** Opening DATA RECORDS block **

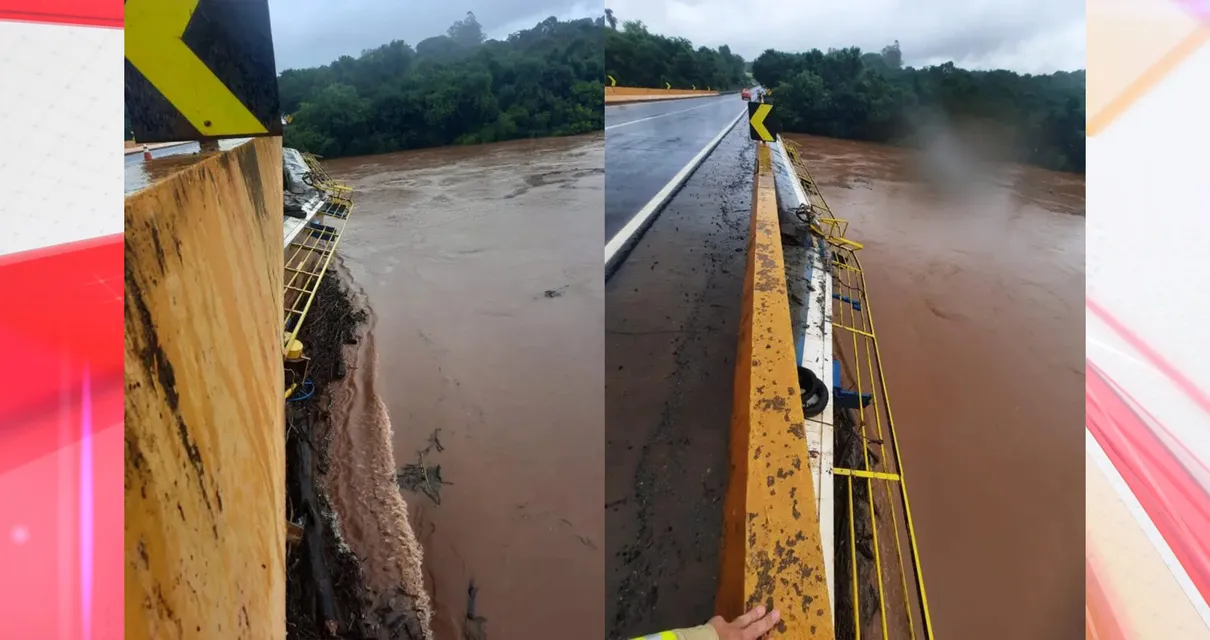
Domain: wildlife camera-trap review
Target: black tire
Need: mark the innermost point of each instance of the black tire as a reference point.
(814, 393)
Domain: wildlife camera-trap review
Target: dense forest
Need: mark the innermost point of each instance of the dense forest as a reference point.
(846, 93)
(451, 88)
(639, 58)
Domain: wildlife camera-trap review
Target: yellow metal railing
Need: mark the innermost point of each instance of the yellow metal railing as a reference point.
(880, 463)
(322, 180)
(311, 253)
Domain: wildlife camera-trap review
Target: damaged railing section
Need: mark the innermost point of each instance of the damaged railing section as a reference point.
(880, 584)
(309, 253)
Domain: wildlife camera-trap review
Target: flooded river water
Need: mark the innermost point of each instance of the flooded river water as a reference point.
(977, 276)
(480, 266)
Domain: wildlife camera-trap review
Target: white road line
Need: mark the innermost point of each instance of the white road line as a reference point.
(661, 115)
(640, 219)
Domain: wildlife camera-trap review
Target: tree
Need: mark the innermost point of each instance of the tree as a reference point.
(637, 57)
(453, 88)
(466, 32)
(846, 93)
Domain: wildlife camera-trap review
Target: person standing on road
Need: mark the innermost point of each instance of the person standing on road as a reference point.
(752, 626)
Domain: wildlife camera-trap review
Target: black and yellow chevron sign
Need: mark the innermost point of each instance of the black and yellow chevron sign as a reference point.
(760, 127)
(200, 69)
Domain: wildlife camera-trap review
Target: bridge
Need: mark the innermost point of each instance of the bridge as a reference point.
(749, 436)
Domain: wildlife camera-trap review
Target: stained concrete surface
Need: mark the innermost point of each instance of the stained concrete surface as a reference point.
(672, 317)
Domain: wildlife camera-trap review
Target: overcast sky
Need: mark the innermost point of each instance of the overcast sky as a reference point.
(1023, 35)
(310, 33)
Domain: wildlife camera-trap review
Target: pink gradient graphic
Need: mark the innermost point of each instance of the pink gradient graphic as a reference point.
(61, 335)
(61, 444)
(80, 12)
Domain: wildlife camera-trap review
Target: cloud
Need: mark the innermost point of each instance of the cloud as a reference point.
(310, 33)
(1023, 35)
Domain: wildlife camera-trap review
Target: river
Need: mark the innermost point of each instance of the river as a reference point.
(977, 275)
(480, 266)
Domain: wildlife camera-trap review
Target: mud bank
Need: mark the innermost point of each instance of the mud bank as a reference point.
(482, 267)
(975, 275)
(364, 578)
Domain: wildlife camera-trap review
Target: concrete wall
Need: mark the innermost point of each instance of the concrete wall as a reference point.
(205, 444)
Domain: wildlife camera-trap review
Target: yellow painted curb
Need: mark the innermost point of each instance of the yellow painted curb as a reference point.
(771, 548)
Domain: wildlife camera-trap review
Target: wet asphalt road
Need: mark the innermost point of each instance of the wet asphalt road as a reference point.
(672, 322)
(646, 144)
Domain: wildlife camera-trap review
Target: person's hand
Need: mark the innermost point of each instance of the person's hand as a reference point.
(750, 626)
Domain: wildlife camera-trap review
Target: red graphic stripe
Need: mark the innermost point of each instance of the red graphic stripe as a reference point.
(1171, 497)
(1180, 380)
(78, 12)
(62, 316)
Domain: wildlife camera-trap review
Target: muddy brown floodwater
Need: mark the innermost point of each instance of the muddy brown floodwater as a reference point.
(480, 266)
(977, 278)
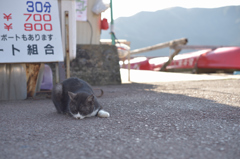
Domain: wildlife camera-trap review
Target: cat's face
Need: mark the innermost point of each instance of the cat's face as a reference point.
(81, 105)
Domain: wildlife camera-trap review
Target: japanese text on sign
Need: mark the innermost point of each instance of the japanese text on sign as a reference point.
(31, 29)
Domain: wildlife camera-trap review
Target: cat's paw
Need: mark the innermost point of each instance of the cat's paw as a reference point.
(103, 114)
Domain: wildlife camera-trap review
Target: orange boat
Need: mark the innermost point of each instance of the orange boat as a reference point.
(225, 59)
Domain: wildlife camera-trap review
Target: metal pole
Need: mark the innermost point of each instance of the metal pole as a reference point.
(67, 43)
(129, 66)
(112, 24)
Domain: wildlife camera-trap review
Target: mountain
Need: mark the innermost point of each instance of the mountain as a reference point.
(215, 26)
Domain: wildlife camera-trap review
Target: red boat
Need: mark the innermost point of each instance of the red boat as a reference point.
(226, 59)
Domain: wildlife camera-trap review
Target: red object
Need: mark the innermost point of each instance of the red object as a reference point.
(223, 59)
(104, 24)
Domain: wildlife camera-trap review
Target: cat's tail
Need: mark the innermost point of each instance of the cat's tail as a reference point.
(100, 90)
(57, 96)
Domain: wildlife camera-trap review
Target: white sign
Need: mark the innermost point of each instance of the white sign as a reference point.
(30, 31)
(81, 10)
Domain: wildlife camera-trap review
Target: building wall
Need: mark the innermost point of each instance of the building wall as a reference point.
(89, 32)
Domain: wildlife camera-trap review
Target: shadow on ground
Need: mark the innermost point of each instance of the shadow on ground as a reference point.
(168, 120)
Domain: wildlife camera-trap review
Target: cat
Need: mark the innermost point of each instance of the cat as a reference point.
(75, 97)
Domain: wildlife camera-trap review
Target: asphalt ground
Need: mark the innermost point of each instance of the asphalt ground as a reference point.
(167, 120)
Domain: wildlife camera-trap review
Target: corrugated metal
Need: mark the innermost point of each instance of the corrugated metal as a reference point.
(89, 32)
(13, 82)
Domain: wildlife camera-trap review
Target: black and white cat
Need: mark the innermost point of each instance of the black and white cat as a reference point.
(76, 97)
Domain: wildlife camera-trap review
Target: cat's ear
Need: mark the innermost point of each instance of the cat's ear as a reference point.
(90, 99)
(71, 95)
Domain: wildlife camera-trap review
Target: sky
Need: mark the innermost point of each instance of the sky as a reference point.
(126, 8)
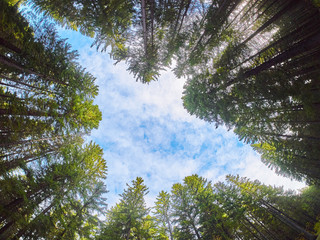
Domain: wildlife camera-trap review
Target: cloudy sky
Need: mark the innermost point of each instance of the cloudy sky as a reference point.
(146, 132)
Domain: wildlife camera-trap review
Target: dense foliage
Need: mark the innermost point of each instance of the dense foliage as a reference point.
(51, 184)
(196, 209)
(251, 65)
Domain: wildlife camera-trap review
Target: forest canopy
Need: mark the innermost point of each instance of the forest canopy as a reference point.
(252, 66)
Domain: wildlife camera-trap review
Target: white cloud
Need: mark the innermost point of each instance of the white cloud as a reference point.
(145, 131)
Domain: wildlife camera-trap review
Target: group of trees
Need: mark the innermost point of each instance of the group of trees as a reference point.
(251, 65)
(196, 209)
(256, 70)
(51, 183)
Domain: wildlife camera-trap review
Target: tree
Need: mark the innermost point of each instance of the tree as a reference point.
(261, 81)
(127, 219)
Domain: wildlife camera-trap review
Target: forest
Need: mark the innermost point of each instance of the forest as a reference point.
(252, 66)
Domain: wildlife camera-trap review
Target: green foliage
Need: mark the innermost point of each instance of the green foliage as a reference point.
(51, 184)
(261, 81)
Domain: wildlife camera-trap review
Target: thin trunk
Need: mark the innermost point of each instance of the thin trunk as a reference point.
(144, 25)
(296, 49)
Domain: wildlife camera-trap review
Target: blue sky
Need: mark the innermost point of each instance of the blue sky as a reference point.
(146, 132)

** Closing DATA RECORDS block **
** Opening DATA RECORDS block **

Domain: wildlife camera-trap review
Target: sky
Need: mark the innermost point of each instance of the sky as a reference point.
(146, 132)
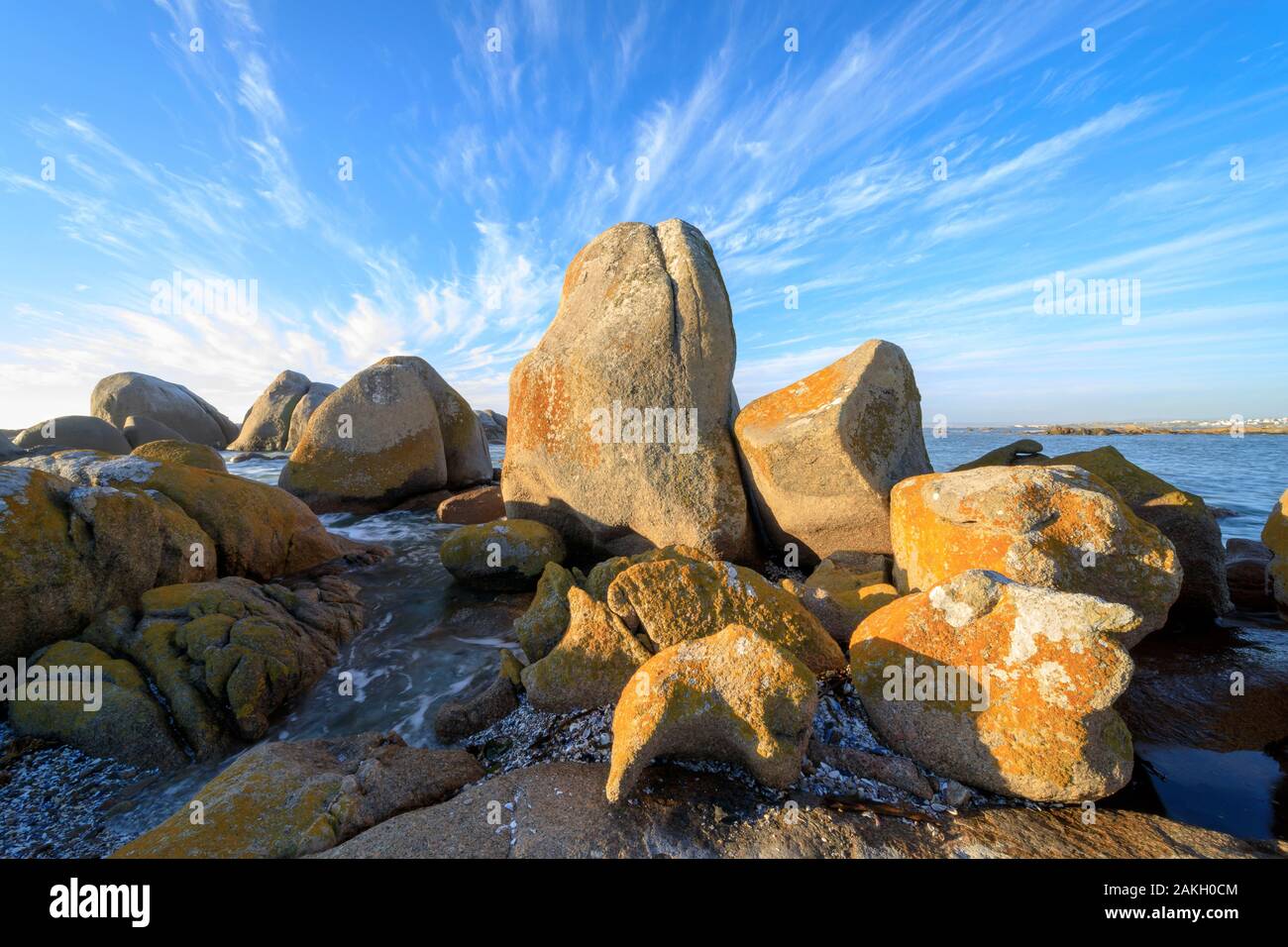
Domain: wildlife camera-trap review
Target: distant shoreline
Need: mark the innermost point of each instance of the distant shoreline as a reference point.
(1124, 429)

** Closing DATA RECORDS block **
** Opening DATA RECORDS block **

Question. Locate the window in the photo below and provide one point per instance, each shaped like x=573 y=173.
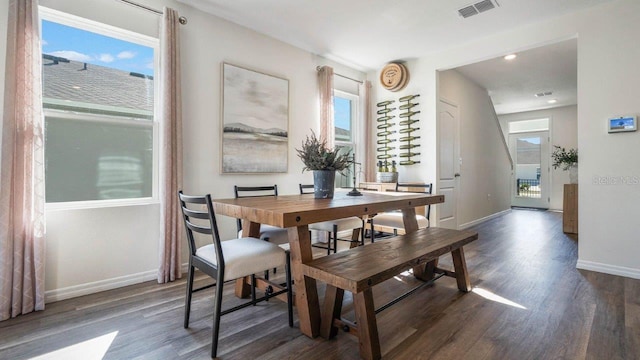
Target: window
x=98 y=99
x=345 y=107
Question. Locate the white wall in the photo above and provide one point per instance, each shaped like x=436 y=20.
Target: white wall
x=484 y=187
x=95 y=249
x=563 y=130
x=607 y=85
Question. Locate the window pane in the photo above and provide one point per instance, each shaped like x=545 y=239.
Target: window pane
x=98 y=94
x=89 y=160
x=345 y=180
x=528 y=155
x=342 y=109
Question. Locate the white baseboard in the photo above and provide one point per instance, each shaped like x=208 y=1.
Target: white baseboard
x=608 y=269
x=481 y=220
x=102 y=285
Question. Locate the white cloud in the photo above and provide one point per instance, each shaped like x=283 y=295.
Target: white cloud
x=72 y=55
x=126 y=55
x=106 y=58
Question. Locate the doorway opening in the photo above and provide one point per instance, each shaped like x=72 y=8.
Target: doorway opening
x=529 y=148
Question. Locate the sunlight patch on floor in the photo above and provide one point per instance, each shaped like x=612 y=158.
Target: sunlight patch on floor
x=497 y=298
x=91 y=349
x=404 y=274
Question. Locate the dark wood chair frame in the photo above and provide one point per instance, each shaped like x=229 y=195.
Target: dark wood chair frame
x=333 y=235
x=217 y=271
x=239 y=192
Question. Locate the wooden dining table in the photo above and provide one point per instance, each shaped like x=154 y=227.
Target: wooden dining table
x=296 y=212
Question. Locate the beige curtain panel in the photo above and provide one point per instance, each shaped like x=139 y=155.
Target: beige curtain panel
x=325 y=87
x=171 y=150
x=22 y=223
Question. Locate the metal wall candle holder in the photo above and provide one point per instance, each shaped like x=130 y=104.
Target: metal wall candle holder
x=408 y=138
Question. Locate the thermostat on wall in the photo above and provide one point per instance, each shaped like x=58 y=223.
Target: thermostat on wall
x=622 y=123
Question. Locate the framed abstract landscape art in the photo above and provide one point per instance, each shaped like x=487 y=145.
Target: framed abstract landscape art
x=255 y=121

** Closing DATA RECORDS block **

• WHAT YOU SHOULD DO
Restate word for word the entries above from the line with "Question. Locate the white wall" through the line with "Question. Locate the thermostat", inclusive, leaving out everything else.

• RESULT OF THIS EXERCISE
Question. Locate the white wall in the photo above and provide one point per instance, each shaped like x=436 y=20.
Target: white wall
x=484 y=187
x=95 y=249
x=563 y=130
x=607 y=85
Question. Locate the window pane in the photo above and provide one point per instance, each shaped like x=545 y=239.
Target: window pane
x=98 y=94
x=89 y=160
x=345 y=180
x=528 y=155
x=342 y=109
Question. Locate the white baseboard in the photo above and provide one point per instance, each shaped like x=208 y=1.
Target: white baseboard
x=608 y=269
x=481 y=220
x=102 y=285
Question. Locate the white cloud in the photo above and provide one point per instance, each shaped like x=283 y=295.
Target: white cloud
x=72 y=55
x=126 y=55
x=106 y=58
Question. Locate the doorway opening in the photo above and provide one point per instance, each shaped like x=72 y=8.
Target: doorway opening
x=529 y=148
Question. Locate the sunlight patch on floor in the photo above and provide one point per instance, each shaped like x=612 y=158.
Target: sunlight patch on floor
x=497 y=298
x=91 y=349
x=404 y=274
Question. Locate the dark wood chair frame in the photo above and provide one point per instance, each shaped like x=229 y=195.
Target: dark wood chair frame
x=333 y=235
x=217 y=271
x=239 y=192
Question. Locate the wooden dining table in the photo above and provide one point per instance, each shaped like x=154 y=227.
Target: wooden dining table
x=296 y=212
Question. Locate the beige curtain panel in the photo above and provide one point per instance, each shaped like x=139 y=155.
Target: beige curtain panel
x=325 y=87
x=171 y=150
x=22 y=223
Question. Locate the metal wall candle holder in the photo above and provide one point per instance, each shaped like x=130 y=104.
Target: metal wall candle holder
x=408 y=138
Question. Locate the thermostat on wall in the photo above and provide one point per instance, each shaped like x=58 y=223.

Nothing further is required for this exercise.